• **Assigned task 1**
In the water storage passage, which barrels are supposed to grow less algae?
• **Assigned task 2**
How would you say this sentence from the water storage passage in Spanish: "Some used barrels are translucent white."
• **Assigned task 3**
Why does the water storage passage say new barrels might be safer despite costing more?

• **Passage for review**

********************

Then dump out the bleach and RINSE THE BARREL OUT REALLY WELL.
It is important to know that even tap water has some
bacteria in it, and so unless your containers and water are 100% purified
when first storing, bacteria will multiply over time if exposed to light
and heat. They will multiply even more if they have sugar to eat,
which they do with if your barrels are used and any pop syrup remains in
them. Do your best to sanitize all your containers and treat your
water before storing, and then if you think your water might not be safe
enough to drink later, treat it or purify it again before using.
5. NEW VS. USED: The pop taste is very slight in
used barrels, but lessens each time you rotate your water.
Some used barrels are translucent white. Supposedly, NEW and BLUE
barrels grow less algae. BE SURE YOUR BARRELS ARE MADE OF FOOD-GRADE
PLASTIC and have only had edible food in them before. New barrels,
although more expensive, might be safer since they have nothing in them
for organisms to feed on.
••Page 25 now brings up two things:
Does iodine in a commercial water purifier really kill viruses or bacteria when their exposure to the iodine is over such a brief period of time (less than 1 second)?
If there is a worry, you could treat the water with iodine
(for a long enough period of time), or with chlorine bleach, or boil the
water. Then, if desired, you can make a carbon filter yourself from
activated charcoal to take out the bad tastes and many harmful chemicals.

********************

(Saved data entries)
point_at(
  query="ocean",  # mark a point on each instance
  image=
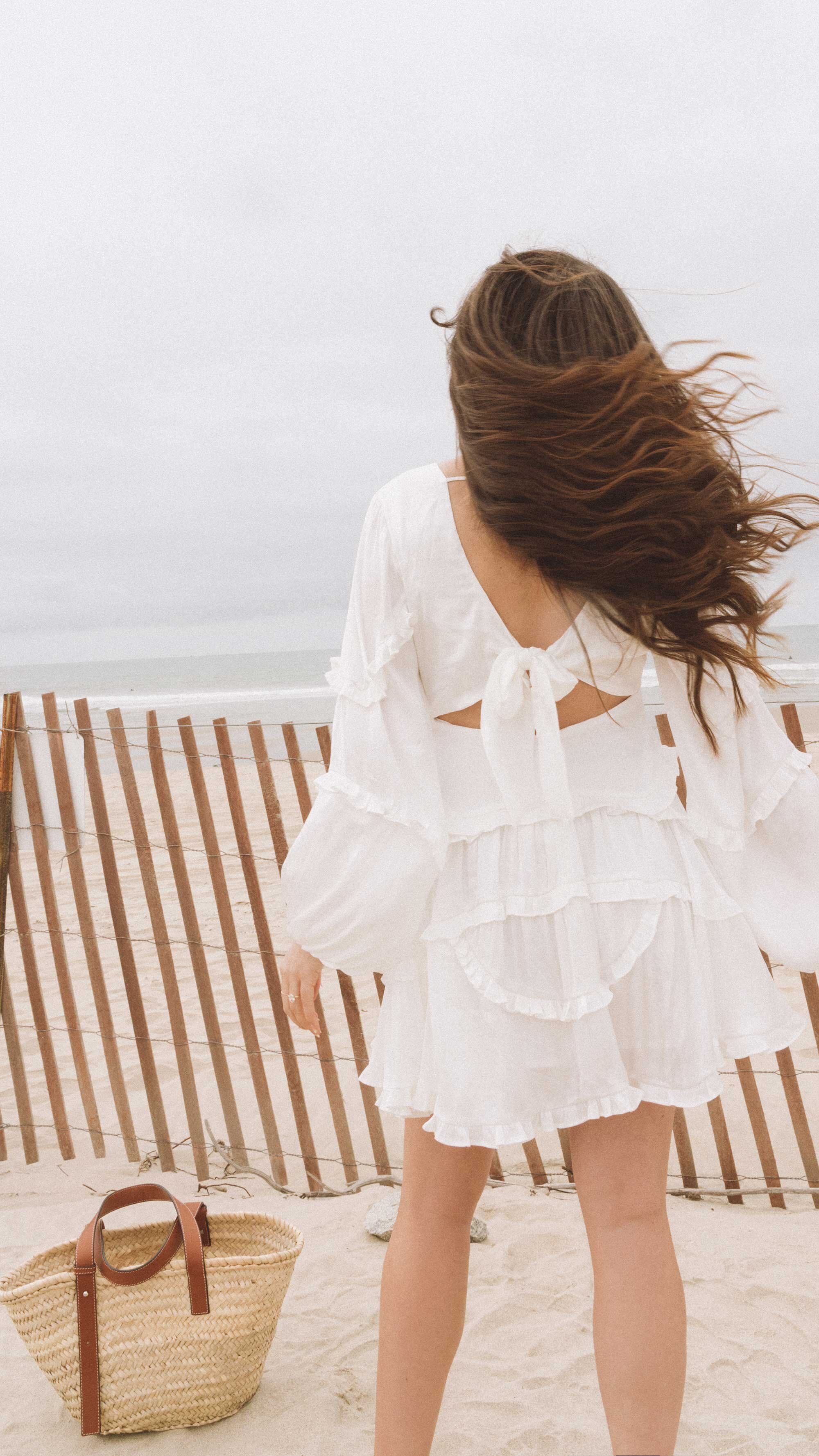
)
(277, 686)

********************

• **Answer space 1**
New and blue barrels.

• **Answer space 2**
Algunos barriles usados son de color blanco translúcido.

• **Answer space 3**
New barrels have nothing in them for organisms to feed on.